## Provided text:
****************

# 3. Preprocessing (Stage 2) - Create Assorted Dataset

**Objective:** Load the trained VQ-VAE (from Stage 1) and use it to process the raw GSM8K dataset. This will create the `assorted_train.jsonl` file, which contains the `P + C_assorted + S` sequences for training our main LLM.

In [None]:
%pip install datasets transformers torch tqdm

In [None]:
import sys
import os
import torch
import json
from datasets import load_dataset

# Add 'src' to path
sys.path.append(os.path.abspath(os.path.join(os.getcwd(), '..')))

from src.utils import (
    get_llm_tokenizer, MAX_SEQ_LEN, PATH_VQVAE_MODEL,
    VQ_CODEBOOK_SIZE, PATH_PROCESSED_DATA,
    create_assorted_dataset
)
from src.model.vae import VQVAEModel

device = torch.device("cuda" if torch.cuda.is_available() else "cpu")
print(f"Using device: {device}")

## 3.1 Load Tokenizer and Trained VQ-VAE

In [None]:
tokenizer = get_llm_tokenizer()
vocab_size = len(tokenizer)

# 1. Instantiate the VQ-VAE model structure
# Note: The parameters (d_model, etc.) MUST match those used in notebook 02.
vq_model = VQVAEModel(
    vocab_size=vocab_size,
    d_model=256, # Must match d_model from notebook 02
    num_embeddings=VQ_CODEBOOK_SIZE,
    max_seq_len=MAX_SEQ_LEN
).to(device)

# 2. Load the trained weights
try:
    vq_model.load_state_dict(torch.load(PATH_VQVAE_MODEL, map_location=device))
    vq_model.eval()
    print(f"Successfully loaded trained VQ-VAE from {PATH_VQVAE_MODEL}")
except FileNotFoundError:
    print(f"ERROR: VQ-VAE model not found at {PATH_VQVAE_MODEL}")
    print("Please run '02_vqvae_training_experiment.ipynb' first.")
    # This notebook will fail if the model isn't trained, which is correct.

## 3.2 Load Raw Data and Create Assorted Dataset

In [None]:
raw_dataset = load_dataset("gsm8k", "main")['train']

# This function does all the heavy lifting:
# 1. Encodes CoT with VQ-VAE
# 2. Applies randomized replacement
# 3. Creates the final text string
assorted_samples = create_assorted_dataset(
    vq_model=vq_model,
    llm_tokenizer=tokenizer,
    dataset=raw_dataset
)

****************

Stored dataset entries:
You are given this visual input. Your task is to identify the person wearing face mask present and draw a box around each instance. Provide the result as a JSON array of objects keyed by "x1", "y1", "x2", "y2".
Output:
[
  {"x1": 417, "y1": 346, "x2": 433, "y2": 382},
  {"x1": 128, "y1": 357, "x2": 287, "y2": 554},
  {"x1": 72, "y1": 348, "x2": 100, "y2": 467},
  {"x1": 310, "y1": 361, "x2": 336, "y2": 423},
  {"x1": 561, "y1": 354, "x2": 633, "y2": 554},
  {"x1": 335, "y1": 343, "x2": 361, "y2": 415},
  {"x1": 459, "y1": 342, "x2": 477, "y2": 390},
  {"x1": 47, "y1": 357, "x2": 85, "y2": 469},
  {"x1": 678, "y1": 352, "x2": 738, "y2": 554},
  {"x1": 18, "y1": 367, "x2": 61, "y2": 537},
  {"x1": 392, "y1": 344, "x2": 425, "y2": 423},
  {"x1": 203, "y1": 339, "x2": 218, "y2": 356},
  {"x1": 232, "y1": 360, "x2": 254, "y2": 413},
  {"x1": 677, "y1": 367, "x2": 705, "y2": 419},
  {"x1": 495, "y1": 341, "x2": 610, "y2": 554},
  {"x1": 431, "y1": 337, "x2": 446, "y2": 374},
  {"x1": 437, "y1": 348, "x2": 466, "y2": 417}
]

****************

## Set of tasks:
1 – Please rewrite the paragraph of the preprocessing notebook that begins "Objective: Load the trained VQ-VAE" as a short bulleted list, keeping its main facts.
2 – Carry the preprocessing notebook on from the point where it stops, in the same style of markdown headings and code cells.
None of the entries are needed for this work.

## Responses to the exercise:
1 –
- Load the trained VQ-VAE from Stage 1.
- Use it to process the raw GSM8K dataset.
- Produce the `assorted_train.jsonl` file.
- That file holds the `P + C_assorted + S` sequences used to train the main LLM.

2 –
print(f"\nGenerated {len(assorted_samples)} assorted samples.")

## 3.3 Inspect Assorted Samples

Let's look at a few samples. Some should be 100% text (when `m=0`) and others should be mixed.

In [None]:
print("--- SAMPLE 1 ---")
print(assorted_samples[0]['text'])

print("\n--- SAMPLE 2 ---")
print(assorted_samples[1]['text'])

print("\n--- SAMPLE 3 ---")
print(assorted_samples[2]['text'])

# Find a sample that likely has latent tokens
latent_sample = next((s['text'] for s in assorted_samples if "[boLatent]" in s['text']), "No latent sample found in batch.")
print("\n--- SAMPLE WITH LATENT TOKENS ---")
print(latent_sample)

## 3.4 Save Processed Data

Finally, we save this list of dictionaries as a `.jsonl` file. This will be read by the LLM training notebook.

In [None]:
print(f"Saving processed data to {PATH_PROCESSED_DATA}...")
os.makedirs(os.path.dirname(PATH_PROCESSED_DATA), exist_ok=True)

with open(PATH_PROCESSED_DATA, 'w') as f:
    for item in assorted_samples:
        f.write(json.dumps(item) + '\n')

print("Processed data saved.")